Explore the material:
- 1) Answer these questions from the synthetic control text, labeling each answer to match:
(a) Besides being nonnegative, what condition must the weights wj meet?
(b) After treatment starts, what is interpreted as the estimated treatment effect?
(c) In the time series plot, what should the two lines do before treatment if the synthetic control is well constructed?
- 2) Quote the synthetic control text word for word, starting at the words "- Traditional difference-in-differences" and ending after "as potential donors.".
- 3) Summarize the synthetic control text in two sentences.

Supplied passage:
*** Begin section ***
Synthetic Control
A data-driven way to construct a synthetic counterfactual for a treated unit by optimally weighting control units.
What the Synthetic Control method does
Synthetic Control helps data scientists estimate the effect of an intervention applied to a single unit (or a small number of units) over time, using panel data. Instead of picking one control unit, the method builds a synthetic control—a weighted combination of untreated units—so that its pre-treatment trajectory closely tracks the treated unit.
After treatment starts, the gap between the treated unit and its synthetic counterpart is interpreted as the estimated treatment effect over time.
When to use Synthetic Control
Synthetic Control is a strong choice when:
- There is a clearly defined treated unit (e.g., a specific region, platform, or business line).
- You have a donor pool of similar but untreated units.
- You observe outcomes and predictors over a reasonably long pre-intervention period.
- Traditional difference-in-differences is challenging because no single control unit is a good match.
Common examples:
- Evaluating a policy change in one region using other regions as potential donors.
- Launching a major feature on a single platform or market while other markets remain unchanged.
- Assessing the impact of large, structural changes (e.g., pricing overhauls, regulation shifts).
How Synthetic Control works
At a high level, Synthetic Control chooses weights for control units so that a weighted average of their pre-treatment outcomes (and possibly covariates) best reproduces the treated unit's pre-treatment path.
Let Y1t be the outcome for the treated unit, and Yjt for control units j = 2,…,J. Synthetic Control finds weights wj ≥ 0 that sum to 1 such that the weighted sum ∑j=2J wj Yjt closely matches Y1t in the pre-treatment periods.
Once those weights are chosen, they are applied to the donor units in the post-treatment period to construct the synthetic counterfactual path for the treated unit.
Visual interpretation
A common way to present Synthetic Control results is with a time series plot:
- Line 1: outcome for the treated unit over time.
- Line 2: outcome for the synthetic control over time.
Before treatment, the lines should track closely if the synthetic control is well constructed. After treatment, the divergence between the two lines shows the estimated effect over time.
*** End section ***
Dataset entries
*** Begin section ***
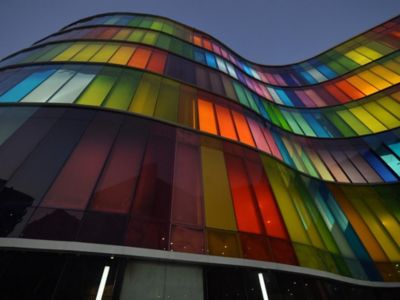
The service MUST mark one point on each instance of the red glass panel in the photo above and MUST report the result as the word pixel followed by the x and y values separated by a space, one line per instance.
pixel 271 216
pixel 74 185
pixel 283 251
pixel 154 191
pixel 186 239
pixel 246 212
pixel 255 247
pixel 187 191
pixel 116 186
pixel 140 58
pixel 157 62
pixel 146 234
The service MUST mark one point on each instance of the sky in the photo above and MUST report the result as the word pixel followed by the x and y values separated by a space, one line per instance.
pixel 264 31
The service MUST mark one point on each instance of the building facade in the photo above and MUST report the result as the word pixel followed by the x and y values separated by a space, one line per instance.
pixel 143 159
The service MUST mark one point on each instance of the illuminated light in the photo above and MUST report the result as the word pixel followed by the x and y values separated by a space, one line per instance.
pixel 262 285
pixel 102 285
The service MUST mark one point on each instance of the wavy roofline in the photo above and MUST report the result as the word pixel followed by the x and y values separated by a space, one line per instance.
pixel 203 133
pixel 222 43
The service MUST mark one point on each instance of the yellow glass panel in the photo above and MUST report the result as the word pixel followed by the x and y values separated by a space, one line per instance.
pixel 362 85
pixel 353 122
pixel 105 53
pixel 207 120
pixel 319 165
pixel 357 57
pixel 376 81
pixel 223 243
pixel 69 52
pixel 86 53
pixel 365 235
pixel 390 76
pixel 122 56
pixel 388 245
pixel 373 201
pixel 368 52
pixel 382 115
pixel 217 197
pixel 122 34
pixel 390 105
pixel 294 224
pixel 364 116
pixel 308 257
pixel 98 89
pixel 293 155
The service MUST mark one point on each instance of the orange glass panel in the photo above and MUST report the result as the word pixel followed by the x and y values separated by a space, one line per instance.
pixel 338 94
pixel 362 85
pixel 243 129
pixel 266 202
pixel 258 136
pixel 206 117
pixel 157 62
pixel 226 126
pixel 363 232
pixel 197 40
pixel 247 217
pixel 350 90
pixel 140 58
pixel 207 44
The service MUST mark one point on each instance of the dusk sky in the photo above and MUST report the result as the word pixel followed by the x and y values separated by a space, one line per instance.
pixel 265 31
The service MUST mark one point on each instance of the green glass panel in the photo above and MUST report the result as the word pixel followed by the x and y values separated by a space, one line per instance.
pixel 123 91
pixel 136 36
pixel 99 88
pixel 339 124
pixel 145 97
pixel 168 101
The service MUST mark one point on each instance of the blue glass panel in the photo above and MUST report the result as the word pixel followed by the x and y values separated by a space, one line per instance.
pixel 326 71
pixel 26 86
pixel 315 125
pixel 211 60
pixel 379 167
pixel 282 149
pixel 199 56
pixel 282 95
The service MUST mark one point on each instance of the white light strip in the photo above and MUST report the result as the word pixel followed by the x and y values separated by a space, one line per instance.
pixel 263 287
pixel 103 281
pixel 143 253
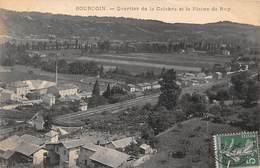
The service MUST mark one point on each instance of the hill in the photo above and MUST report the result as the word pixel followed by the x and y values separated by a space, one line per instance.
pixel 41 25
pixel 194 139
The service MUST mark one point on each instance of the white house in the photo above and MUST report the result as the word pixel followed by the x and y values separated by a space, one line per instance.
pixel 65 153
pixel 64 90
pixel 49 99
pixel 20 88
pixel 97 156
pixel 37 122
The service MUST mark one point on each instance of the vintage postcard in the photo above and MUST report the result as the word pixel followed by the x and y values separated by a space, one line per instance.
pixel 129 83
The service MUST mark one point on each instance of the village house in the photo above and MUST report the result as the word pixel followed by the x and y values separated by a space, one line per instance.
pixel 64 90
pixel 92 156
pixel 146 149
pixel 156 85
pixel 131 88
pixel 37 122
pixel 52 136
pixel 144 86
pixel 64 153
pixel 121 144
pixel 8 95
pixel 24 150
pixel 39 86
pixel 217 75
pixel 55 134
pixel 83 106
pixel 20 88
pixel 49 99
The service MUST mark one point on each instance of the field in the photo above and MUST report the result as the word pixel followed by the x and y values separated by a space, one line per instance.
pixel 28 73
pixel 140 62
pixel 195 137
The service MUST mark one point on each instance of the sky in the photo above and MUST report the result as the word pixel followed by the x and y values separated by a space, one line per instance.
pixel 242 11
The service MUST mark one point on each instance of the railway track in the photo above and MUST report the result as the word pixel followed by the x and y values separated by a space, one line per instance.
pixel 111 108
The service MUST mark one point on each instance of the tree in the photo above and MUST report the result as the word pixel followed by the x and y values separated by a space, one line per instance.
pixel 170 91
pixel 159 119
pixel 239 85
pixel 47 122
pixel 107 93
pixel 194 104
pixel 252 93
pixel 96 89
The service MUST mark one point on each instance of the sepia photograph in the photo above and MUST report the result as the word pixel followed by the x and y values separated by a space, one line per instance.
pixel 129 83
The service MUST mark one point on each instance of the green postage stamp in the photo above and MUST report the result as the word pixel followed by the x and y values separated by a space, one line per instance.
pixel 238 150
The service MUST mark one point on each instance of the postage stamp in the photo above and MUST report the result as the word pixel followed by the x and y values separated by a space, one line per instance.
pixel 238 150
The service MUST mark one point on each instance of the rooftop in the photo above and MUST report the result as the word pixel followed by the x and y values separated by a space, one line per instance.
pixel 110 157
pixel 31 139
pixel 67 86
pixel 39 84
pixel 93 147
pixel 9 143
pixel 17 84
pixel 27 148
pixel 122 143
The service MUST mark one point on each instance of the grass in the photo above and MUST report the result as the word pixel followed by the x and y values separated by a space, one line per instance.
pixel 139 62
pixel 194 138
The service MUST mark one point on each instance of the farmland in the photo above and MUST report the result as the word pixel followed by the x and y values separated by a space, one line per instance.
pixel 135 62
pixel 140 62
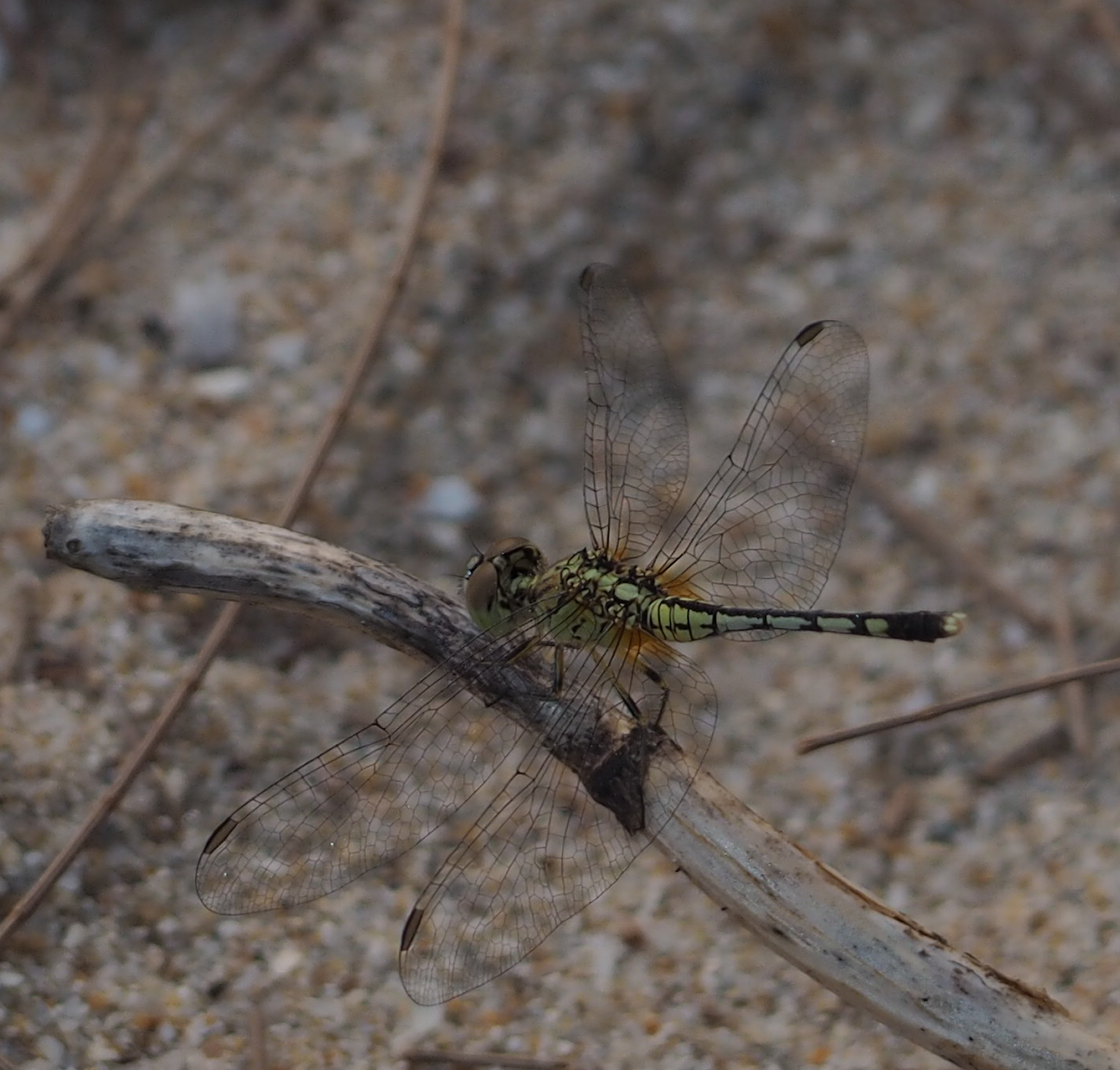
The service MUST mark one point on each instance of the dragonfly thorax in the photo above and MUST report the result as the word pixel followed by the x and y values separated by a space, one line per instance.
pixel 501 581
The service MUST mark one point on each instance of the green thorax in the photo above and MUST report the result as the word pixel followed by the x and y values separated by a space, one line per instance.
pixel 583 598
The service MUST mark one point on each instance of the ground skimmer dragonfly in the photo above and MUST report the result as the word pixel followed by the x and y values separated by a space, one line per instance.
pixel 746 559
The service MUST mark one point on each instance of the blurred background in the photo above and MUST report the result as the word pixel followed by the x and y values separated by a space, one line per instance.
pixel 946 178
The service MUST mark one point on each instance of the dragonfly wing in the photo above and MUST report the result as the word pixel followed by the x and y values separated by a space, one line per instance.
pixel 765 529
pixel 369 798
pixel 543 849
pixel 637 449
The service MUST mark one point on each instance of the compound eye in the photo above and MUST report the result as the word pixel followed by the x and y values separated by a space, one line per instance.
pixel 481 592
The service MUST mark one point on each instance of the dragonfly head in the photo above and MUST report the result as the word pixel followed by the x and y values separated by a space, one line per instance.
pixel 499 581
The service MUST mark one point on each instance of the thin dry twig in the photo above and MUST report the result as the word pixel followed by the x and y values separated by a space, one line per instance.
pixel 359 362
pixel 258 1039
pixel 1072 695
pixel 111 148
pixel 426 1057
pixel 1051 742
pixel 295 37
pixel 967 701
pixel 868 953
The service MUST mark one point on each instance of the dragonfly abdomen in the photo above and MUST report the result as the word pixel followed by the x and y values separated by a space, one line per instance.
pixel 683 620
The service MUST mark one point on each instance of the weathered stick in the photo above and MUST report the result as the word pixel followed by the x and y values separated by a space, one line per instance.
pixel 869 955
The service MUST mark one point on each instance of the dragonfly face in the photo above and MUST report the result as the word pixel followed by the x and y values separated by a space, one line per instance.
pixel 499 582
pixel 625 718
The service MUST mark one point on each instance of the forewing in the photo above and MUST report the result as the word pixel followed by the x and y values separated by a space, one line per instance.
pixel 543 849
pixel 369 798
pixel 764 531
pixel 637 449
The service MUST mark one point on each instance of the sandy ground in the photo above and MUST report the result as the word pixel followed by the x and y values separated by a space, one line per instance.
pixel 947 180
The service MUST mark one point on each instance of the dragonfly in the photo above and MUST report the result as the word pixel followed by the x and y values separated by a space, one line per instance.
pixel 572 800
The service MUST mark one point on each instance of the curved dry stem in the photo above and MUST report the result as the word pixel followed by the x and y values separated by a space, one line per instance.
pixel 869 955
pixel 359 362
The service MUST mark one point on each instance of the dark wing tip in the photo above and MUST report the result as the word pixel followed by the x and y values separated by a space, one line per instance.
pixel 593 272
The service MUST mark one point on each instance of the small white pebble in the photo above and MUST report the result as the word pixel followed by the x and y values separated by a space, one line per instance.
pixel 287 350
pixel 33 421
pixel 222 386
pixel 286 959
pixel 451 498
pixel 50 1048
pixel 206 320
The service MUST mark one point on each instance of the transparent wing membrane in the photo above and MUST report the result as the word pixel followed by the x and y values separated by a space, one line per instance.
pixel 577 795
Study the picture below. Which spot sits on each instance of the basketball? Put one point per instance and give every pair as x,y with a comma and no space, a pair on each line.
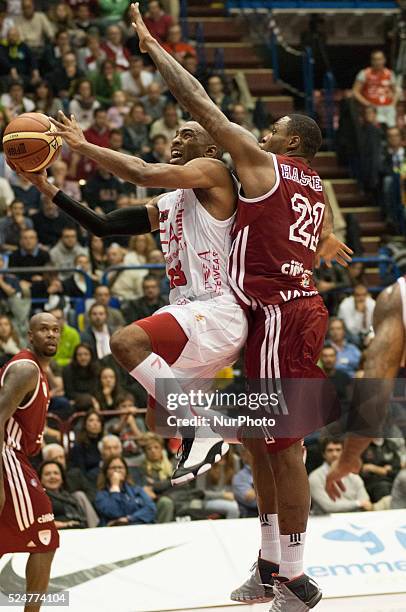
27,145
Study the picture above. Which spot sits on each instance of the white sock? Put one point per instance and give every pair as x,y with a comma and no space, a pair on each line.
154,368
292,552
270,543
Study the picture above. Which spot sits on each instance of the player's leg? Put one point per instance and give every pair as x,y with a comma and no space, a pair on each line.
37,573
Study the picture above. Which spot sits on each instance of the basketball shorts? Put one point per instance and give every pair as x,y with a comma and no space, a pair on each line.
283,347
26,522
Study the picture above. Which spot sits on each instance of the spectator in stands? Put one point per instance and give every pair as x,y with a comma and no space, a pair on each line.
84,104
347,354
65,78
136,80
216,91
376,86
145,306
168,125
35,27
97,334
381,464
12,226
118,501
115,319
399,491
64,253
157,22
75,479
135,133
355,496
80,375
356,311
69,339
106,82
243,487
108,389
118,112
17,61
217,486
154,102
124,284
15,102
176,46
340,379
10,343
85,452
44,100
114,48
29,254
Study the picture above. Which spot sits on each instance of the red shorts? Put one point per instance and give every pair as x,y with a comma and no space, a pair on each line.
26,523
285,342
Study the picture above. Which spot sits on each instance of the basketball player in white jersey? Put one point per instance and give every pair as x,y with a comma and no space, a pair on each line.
384,357
203,329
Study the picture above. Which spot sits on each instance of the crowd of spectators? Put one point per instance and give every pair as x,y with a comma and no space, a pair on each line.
83,58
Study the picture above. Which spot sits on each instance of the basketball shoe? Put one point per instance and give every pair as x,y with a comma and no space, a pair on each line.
258,588
298,595
198,454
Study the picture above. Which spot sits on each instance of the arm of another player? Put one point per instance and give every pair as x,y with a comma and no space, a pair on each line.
254,166
127,221
20,380
383,359
202,173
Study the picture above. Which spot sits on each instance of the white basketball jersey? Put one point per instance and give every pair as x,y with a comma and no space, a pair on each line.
195,246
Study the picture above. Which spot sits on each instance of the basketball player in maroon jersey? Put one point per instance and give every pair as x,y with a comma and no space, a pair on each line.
279,227
383,359
26,519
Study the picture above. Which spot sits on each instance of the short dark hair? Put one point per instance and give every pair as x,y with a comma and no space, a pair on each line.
309,132
324,442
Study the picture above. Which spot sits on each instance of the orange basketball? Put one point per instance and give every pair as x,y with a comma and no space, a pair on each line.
26,144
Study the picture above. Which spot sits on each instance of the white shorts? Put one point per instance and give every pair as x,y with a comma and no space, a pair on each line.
216,330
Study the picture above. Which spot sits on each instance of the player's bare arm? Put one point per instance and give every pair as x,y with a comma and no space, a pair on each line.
382,363
128,221
254,167
20,380
201,173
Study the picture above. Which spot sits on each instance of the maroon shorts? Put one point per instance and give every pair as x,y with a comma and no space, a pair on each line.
27,522
285,342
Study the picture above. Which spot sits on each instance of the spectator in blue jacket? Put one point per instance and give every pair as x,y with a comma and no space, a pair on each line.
118,501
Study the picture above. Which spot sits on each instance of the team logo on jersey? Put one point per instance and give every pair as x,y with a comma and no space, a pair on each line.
45,536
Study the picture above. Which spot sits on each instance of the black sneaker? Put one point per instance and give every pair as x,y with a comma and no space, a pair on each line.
258,588
297,595
199,454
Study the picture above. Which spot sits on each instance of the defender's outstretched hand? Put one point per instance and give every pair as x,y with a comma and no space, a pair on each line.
331,248
139,26
69,130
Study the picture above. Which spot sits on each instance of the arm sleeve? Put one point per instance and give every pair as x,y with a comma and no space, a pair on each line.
124,221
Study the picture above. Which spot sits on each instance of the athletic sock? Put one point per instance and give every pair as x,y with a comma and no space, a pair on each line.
270,542
292,552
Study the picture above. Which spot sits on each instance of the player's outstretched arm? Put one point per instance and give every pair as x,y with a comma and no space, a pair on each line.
20,380
202,173
383,359
127,221
248,158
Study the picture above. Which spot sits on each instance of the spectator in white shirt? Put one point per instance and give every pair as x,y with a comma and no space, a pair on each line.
355,496
357,311
135,81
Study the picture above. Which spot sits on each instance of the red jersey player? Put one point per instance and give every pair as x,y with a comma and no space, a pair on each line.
26,519
280,230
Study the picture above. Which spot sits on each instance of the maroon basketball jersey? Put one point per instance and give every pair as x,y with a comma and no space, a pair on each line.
24,429
275,237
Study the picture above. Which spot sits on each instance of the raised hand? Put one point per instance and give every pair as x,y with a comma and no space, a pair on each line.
69,130
139,26
331,248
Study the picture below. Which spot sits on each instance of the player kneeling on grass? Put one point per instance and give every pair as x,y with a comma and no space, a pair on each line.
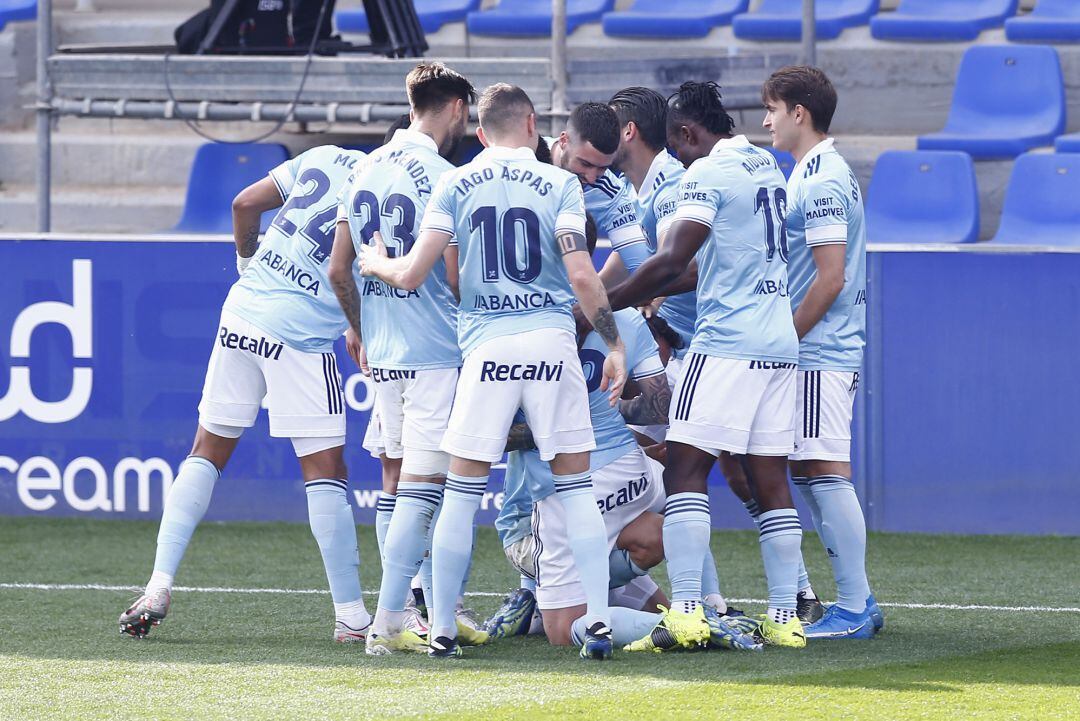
*** End section ***
Results in order:
- 1)
(a) They must sum to 1.
(b) The gap between the treated unit and its synthetic counterpart.
(c) They should track closely.

- 2)
- Traditional difference-in-differences is challenging because no single control unit is a good match.
Common examples:
- Evaluating a policy change in one region using other regions as potential donors.

- 3) Synthetic Control estimates the effect of an intervention on a single treated unit over time by building a weighted combination of untreated units whose pre-treatment trajectory closely tracks the treated unit. The weights are nonnegative, sum to 1, and are applied to the donor units after treatment, and the gap between the treated unit and its synthetic counterpart is interpreted as the estimated treatment effect.